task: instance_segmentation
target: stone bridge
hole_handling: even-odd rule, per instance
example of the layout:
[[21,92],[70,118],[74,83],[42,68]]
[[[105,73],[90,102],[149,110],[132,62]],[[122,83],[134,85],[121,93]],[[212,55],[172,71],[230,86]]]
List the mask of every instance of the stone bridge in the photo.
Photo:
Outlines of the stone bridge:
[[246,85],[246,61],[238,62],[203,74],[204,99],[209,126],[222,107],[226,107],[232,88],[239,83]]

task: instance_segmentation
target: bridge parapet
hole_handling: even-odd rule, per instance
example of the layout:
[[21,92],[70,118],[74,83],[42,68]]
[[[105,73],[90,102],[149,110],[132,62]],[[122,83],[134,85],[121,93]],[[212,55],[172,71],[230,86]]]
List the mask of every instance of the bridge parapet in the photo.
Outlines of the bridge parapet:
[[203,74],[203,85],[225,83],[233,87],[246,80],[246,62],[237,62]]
---
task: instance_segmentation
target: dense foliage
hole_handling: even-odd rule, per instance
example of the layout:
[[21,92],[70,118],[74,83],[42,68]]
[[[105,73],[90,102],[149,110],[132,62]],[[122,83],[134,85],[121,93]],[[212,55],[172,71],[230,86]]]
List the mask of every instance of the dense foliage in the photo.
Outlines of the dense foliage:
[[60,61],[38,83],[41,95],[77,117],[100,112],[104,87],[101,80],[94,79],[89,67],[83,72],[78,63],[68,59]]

Written problem:
Pull out each line in the records above that contains the word "parapet". Case matters.

Task solution:
target: bridge parapet
List the mask of every instance of the bridge parapet in the photo.
Outlines of the bridge parapet:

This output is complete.